Exercise directions:
Duplicate, unchanged, the part of the items below that opens with the line containing "Identify a point on every instance of the woman in teal" and closes with the line containing "x=216 y=104", both ends included. Copy only those lines.
-- START Stored records --
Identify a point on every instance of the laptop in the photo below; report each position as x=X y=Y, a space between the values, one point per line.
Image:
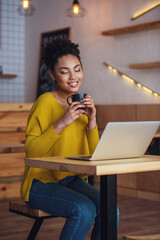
x=123 y=140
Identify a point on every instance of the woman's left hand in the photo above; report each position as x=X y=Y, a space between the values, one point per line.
x=90 y=111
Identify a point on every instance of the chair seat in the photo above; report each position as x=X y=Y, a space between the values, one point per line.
x=144 y=237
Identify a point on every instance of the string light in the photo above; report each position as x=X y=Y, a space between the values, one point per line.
x=131 y=80
x=145 y=10
x=76 y=10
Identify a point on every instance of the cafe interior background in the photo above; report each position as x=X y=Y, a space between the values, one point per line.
x=121 y=62
x=21 y=38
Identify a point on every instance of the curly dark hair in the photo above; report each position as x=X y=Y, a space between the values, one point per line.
x=58 y=48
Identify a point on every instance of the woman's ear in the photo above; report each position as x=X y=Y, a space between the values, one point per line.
x=52 y=76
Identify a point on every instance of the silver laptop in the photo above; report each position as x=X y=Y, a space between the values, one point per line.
x=123 y=140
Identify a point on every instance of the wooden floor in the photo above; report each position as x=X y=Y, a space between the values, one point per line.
x=136 y=217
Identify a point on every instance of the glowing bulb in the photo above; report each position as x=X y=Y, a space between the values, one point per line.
x=25 y=4
x=128 y=78
x=114 y=70
x=75 y=9
x=139 y=85
x=110 y=67
x=155 y=94
x=147 y=89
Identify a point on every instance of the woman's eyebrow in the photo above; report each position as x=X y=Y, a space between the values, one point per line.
x=68 y=68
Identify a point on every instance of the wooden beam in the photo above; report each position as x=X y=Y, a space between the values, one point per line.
x=132 y=29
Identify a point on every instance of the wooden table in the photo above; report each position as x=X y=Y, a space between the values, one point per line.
x=107 y=170
x=8 y=147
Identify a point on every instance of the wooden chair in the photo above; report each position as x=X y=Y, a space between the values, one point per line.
x=21 y=208
x=142 y=237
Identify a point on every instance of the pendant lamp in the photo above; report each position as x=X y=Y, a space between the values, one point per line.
x=25 y=8
x=76 y=10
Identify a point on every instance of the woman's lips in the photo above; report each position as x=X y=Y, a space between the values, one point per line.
x=73 y=84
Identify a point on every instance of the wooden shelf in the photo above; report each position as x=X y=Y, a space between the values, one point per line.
x=132 y=29
x=8 y=76
x=145 y=65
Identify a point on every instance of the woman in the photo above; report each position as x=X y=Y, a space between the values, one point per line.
x=56 y=129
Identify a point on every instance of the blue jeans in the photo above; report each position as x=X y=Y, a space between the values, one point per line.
x=71 y=198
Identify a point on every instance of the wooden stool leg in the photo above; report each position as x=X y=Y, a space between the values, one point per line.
x=36 y=226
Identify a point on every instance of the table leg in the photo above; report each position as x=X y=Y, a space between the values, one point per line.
x=108 y=190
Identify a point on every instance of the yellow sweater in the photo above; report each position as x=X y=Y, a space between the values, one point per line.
x=42 y=140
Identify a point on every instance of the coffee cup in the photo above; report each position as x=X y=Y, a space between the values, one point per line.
x=77 y=97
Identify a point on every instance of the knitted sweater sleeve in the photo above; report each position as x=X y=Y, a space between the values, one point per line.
x=40 y=134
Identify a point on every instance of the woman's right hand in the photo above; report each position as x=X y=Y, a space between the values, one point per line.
x=72 y=113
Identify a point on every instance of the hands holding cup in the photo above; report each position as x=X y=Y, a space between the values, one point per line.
x=86 y=100
x=79 y=104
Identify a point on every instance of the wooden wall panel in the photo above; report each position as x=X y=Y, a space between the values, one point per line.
x=148 y=112
x=115 y=113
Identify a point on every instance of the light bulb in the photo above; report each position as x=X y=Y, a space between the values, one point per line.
x=75 y=9
x=25 y=4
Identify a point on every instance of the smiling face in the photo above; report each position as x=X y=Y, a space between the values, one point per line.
x=68 y=74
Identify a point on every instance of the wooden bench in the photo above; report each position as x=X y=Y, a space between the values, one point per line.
x=144 y=237
x=21 y=208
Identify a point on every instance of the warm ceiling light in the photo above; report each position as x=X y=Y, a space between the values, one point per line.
x=25 y=4
x=25 y=7
x=76 y=10
x=145 y=10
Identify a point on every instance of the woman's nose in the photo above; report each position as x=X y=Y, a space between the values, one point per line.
x=72 y=75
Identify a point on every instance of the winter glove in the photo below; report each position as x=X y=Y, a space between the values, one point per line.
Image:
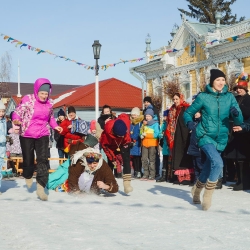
x=191 y=126
x=234 y=111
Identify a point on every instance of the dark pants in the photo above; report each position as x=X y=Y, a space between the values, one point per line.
x=157 y=162
x=197 y=164
x=125 y=152
x=165 y=163
x=40 y=145
x=148 y=161
x=62 y=154
x=136 y=161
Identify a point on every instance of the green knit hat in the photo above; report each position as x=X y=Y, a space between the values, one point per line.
x=90 y=141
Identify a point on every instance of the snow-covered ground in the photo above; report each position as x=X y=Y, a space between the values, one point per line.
x=153 y=216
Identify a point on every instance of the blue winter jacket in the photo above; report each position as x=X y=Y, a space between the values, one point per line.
x=135 y=136
x=165 y=148
x=215 y=112
x=193 y=148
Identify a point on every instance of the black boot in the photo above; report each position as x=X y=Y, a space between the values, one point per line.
x=239 y=184
x=163 y=177
x=219 y=184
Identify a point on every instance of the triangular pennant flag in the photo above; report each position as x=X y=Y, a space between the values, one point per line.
x=10 y=39
x=24 y=44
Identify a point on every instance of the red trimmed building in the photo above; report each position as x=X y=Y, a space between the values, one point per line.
x=121 y=96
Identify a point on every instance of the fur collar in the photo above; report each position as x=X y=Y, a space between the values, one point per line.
x=79 y=155
x=137 y=120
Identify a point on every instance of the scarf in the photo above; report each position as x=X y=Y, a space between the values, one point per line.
x=137 y=120
x=149 y=123
x=79 y=155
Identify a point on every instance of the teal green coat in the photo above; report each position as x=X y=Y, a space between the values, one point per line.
x=215 y=112
x=59 y=176
x=165 y=148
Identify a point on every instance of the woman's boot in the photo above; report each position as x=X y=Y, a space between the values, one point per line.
x=239 y=184
x=126 y=183
x=163 y=176
x=40 y=192
x=207 y=196
x=196 y=191
x=29 y=182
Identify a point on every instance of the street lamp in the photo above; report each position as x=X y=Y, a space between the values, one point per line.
x=96 y=50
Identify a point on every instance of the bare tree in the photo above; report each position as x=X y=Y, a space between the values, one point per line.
x=5 y=73
x=204 y=11
x=157 y=101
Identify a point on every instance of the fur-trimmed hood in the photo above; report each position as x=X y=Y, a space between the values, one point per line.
x=80 y=155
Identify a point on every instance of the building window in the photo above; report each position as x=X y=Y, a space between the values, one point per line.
x=185 y=87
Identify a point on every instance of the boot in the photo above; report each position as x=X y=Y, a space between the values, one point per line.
x=219 y=184
x=126 y=183
x=207 y=196
x=40 y=192
x=196 y=191
x=163 y=176
x=29 y=182
x=239 y=184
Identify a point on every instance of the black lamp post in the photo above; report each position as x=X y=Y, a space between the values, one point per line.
x=96 y=50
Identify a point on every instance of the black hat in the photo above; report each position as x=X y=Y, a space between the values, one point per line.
x=147 y=99
x=71 y=109
x=119 y=128
x=215 y=73
x=90 y=140
x=60 y=113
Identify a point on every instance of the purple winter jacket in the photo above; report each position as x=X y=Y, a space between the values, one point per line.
x=36 y=116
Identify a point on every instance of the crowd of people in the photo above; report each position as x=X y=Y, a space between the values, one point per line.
x=202 y=144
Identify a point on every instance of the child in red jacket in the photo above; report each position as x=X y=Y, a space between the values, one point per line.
x=115 y=139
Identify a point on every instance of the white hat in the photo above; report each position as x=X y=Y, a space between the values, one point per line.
x=135 y=111
x=2 y=106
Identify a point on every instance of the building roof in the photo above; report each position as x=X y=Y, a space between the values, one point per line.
x=113 y=92
x=28 y=88
x=203 y=28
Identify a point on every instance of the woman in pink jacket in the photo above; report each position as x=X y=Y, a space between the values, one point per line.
x=34 y=115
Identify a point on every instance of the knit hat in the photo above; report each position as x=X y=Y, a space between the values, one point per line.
x=215 y=73
x=90 y=140
x=165 y=112
x=149 y=112
x=45 y=87
x=147 y=99
x=242 y=81
x=11 y=114
x=92 y=125
x=135 y=111
x=119 y=128
x=2 y=106
x=60 y=113
x=71 y=109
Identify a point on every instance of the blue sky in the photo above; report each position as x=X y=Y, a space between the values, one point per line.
x=68 y=28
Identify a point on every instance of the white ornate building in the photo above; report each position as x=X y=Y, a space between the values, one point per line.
x=198 y=47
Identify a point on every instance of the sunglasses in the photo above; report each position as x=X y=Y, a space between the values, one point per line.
x=92 y=160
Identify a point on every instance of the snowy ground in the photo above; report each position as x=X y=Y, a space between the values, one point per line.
x=154 y=216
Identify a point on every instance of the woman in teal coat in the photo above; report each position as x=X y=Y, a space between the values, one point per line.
x=216 y=104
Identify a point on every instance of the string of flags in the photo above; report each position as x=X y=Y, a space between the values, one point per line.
x=230 y=39
x=103 y=67
x=106 y=66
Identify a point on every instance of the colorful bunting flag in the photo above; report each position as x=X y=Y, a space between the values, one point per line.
x=105 y=67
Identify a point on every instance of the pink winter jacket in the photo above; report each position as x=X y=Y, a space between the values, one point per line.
x=36 y=117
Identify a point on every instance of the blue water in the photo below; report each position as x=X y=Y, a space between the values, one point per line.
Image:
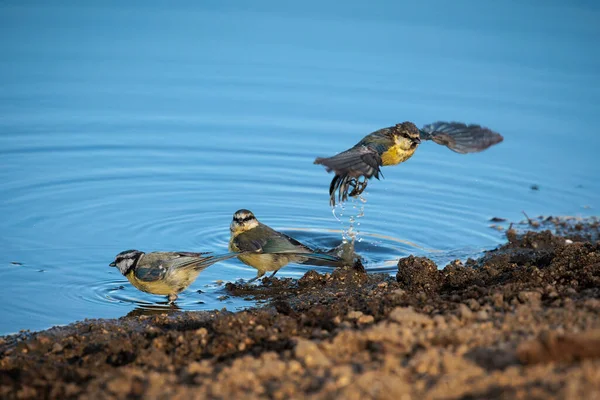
-- END Stored records --
Complete output:
Identify a point on every instance of the woman in teal coat in the photo above; report each position as x=X y=Y, a space between the values, one point per line.
x=216 y=104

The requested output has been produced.